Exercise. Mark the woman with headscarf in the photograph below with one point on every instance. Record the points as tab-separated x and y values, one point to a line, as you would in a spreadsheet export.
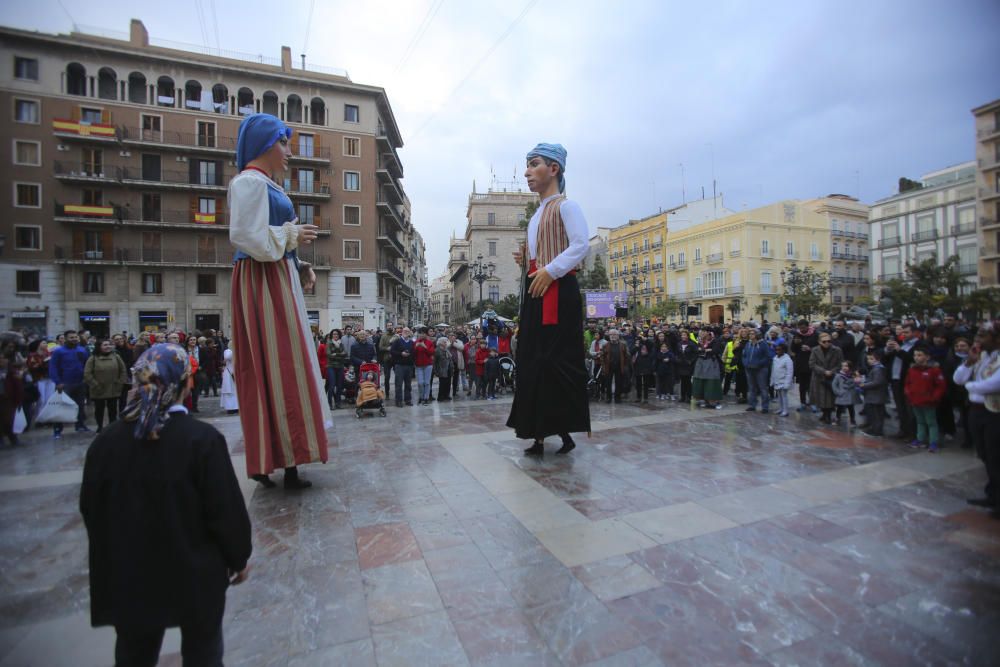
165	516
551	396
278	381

-----

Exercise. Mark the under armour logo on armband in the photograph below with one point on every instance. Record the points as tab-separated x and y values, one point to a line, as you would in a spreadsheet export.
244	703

-----

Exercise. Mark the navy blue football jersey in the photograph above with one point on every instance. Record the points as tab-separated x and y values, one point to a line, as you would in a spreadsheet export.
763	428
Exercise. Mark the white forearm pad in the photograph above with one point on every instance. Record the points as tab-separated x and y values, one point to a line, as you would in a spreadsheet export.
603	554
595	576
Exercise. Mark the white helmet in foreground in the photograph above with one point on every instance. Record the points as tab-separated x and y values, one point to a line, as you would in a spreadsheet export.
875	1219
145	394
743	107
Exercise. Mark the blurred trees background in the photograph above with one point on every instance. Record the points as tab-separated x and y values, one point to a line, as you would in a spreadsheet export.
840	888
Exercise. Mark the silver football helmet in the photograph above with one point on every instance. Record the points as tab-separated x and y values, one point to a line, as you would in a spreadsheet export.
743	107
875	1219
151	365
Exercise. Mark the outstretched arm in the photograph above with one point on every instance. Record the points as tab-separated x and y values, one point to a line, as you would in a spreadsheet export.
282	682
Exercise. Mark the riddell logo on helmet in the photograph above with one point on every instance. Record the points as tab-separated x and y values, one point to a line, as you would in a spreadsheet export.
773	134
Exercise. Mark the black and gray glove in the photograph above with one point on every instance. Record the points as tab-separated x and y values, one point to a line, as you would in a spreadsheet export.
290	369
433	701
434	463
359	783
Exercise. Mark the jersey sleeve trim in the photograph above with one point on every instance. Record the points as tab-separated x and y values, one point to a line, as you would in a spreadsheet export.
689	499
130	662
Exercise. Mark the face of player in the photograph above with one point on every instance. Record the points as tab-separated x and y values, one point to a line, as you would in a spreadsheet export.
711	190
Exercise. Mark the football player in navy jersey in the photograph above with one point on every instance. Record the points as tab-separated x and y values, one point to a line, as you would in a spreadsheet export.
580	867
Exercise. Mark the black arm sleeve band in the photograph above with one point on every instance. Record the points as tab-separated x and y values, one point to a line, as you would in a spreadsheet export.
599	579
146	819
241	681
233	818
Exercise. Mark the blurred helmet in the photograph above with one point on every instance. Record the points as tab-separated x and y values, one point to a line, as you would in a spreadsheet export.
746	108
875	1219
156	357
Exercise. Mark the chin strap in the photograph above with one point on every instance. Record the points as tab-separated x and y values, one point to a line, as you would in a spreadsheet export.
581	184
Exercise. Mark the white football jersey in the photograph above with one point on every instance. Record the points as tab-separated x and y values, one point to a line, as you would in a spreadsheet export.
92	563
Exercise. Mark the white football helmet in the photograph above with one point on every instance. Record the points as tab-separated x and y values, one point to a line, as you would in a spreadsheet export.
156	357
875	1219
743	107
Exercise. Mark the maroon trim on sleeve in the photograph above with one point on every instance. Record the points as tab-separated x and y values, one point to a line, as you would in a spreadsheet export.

-----

## TASK BRIEF:
Report every line in the records above that contains the string "logo", copying each one in full. Matching is case-sensitive.

## WRITTEN RESPONSE:
Exercise. Mark the under armour logo on armband in the photograph below with one point on every instance. Record the points as tab-separated x and y values, one point to a line, as you would in a spreadsheet export.
Exercise. Mark the riddell logo on helmet in the photograph above with one point on every instance. Record the points as tab-separated x and y values, one point to a line, as you would in a spreadsheet export.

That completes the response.